**Document extract:**
* start *

Code Monkey home page Code Monkey logo

grun's Introduction

* Description:

A lightweight replacement for job queueing systems like LSF, Torque, condor, SGE, for private clusters.

* Installation:

You need perl and ZMQ::LibZMQ3

    apt-get install libzmq3
    cpanm ZMQ::LibZMQ3

Put it in /usr/bin.   Type grun -h for help with the configuration/setup.  Basically you stick it on all the machines, and you put a "master" in the main config.  It is, far and away, the easiest grid job queuing system out there.

Example /etc/grun.conf on the master node:

master:    foo.mydomain.local
services:   queue
log_file:  /var/log/grun.log

Example /etc/grun.conf on a many compute nodes:

master:    foo.mydomain.local
services:   exec
log_file:  /var/log/grun.log

Once you have those two daemons running (grun -d), then you can, on either node, do this:

    grun hostname

And it will show you which node the command was run on, confirming that your installtion works.

* What you do with it:

Submit jobs, grun puts them in a queue, the queue is on disk so machines can lose connection any time, and jobs keep going.   Specify resouces requirements, or not - and have it figure stuff out.

grun will assign jobs randomly, and will tend to fill up one machine at a time, in case big jobs come along.   It should figure NFS mounts, and the right thing to do with them autoamtically.  It has a fast i/o subsystem suitable for terabyte files.  If all the machines are busy, jobs will queue up.  Resources are soft-locked by jobs until they are finished, and if a non-grun job is using a machine, it's accounted for. 

NOTE: Jobs that require changing sets of resources should call grun themselves - forcing later commands to requeue:

IE:

> grun -m 3000 myjob.sh

--- myjob.sh: ---
perl usesalotofmemory.pl
grun -c 4 -m 500 perl uses4cpusbutlessram.pl

The memory and cpu usage of the parent program will go to zero as the second script is launched.   In this way very complex jobs can be scheduled, without a special workflow system.  Just use bash, perl or ruby.

* end *

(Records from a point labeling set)

* start *

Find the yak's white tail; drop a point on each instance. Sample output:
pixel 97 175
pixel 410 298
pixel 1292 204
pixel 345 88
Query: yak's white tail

* end *

**Short task 1:** Which job queueing systems does the grun introduction name as the ones grun is meant to replace?
**Short task 2:** Pick up the grun introduction after its final sentence and keep writing it.

**Task result 1:** LSF, Torque, condor, SGE

**Task result 2:**
* What it does now:

It does the queueing, i/o, node-matching to requirements, suspend/resume, priorities, and has a great config system.   The "auto conf" allows sysadmins to create policies based on the parameters or script contens of a job.  Grun has run millions of jobs in a production cluster with about 52 nodes of 24-48 cores each.  Grun times every command and records memory/cpu/io.  Ulimits are set on jobs, and can be scaled to a multiple of requested (elbowing).   Jobs are editable, killable & suspend/resumable.  You can specify "make like" semantics on jobs and it will check inputs/outputs and run jobs only if needed.
 
Grun comes with a perl module that allows you to execute perl functions on remote hosts by copying the memory and code over to the remote machine. For example:

    use Grun;
    my $results = grun(\&mycrazyfunction, "param");

It decompiles the function locally, and recompiles remotely.

* What it doesn't do yet (TODO):

- needs a "plugin" architecture.  Should be easy with perl.
- graceful restart... with socket handoff (it's always safe to restart... but it can cause waiters to pause)
- harrass users when queue drive is close to full, or cpu/ram was too high to ever run, or other (configurable) issues that users have

* Goals:

Small           Keep the code under a few k lines, should be readable.   Lots of comments.
Simple          Easy configuration, guesses default values
Smart           Keeps track of stats.  Learns what to do with things.   Puts the right jobs on the right machines.
Fast            Hundreds of thousands of jobs per hour on tens of thousands of machines should be easy.
Configurable    Make up lots of new things you want it to keep track of and allocate to jobs (like disk i/o, user limits, etc.)

* Features to avoid:

No security     Grun has no security.   It has to be behind a firewall on dedicated machines.  This limits it, and keeps it simple.  It's not hard to put up an ssh tunnel, and make it work at EC2.   But I'm not building in kerberos or stuff like that.

One platform    Grun only works on unix-like machines that have perl installed.

Nothing fancy   Grun doesn't support MPI and other fancy grid things (although you can layer map-reduce on it)

* Advanced usage: 

Example of a config on an ssh tunneled EC2 node (tested), with autostaging via gwrap:

services:       exec
master:         127.0.0.1:5184
bind:           127.0.0.2:5184
wrap:           /usr/bin/gwrap
fetch_path:     /opt:/mnt/ufs

gwrap (source only) is a useful tool.  Used right, it will copy all the dependent files to the remote host, only as needed, and then, when the remote program is finished, it will copy all the output files back to the local host.   Of course, this *could* be built in to grun, via the -M option, but it isn't yet.   gwrap is not yet heavily used in production, and if you do decide to use it heavly, please let me know... I'll help add things like logging, failure recovery as needed.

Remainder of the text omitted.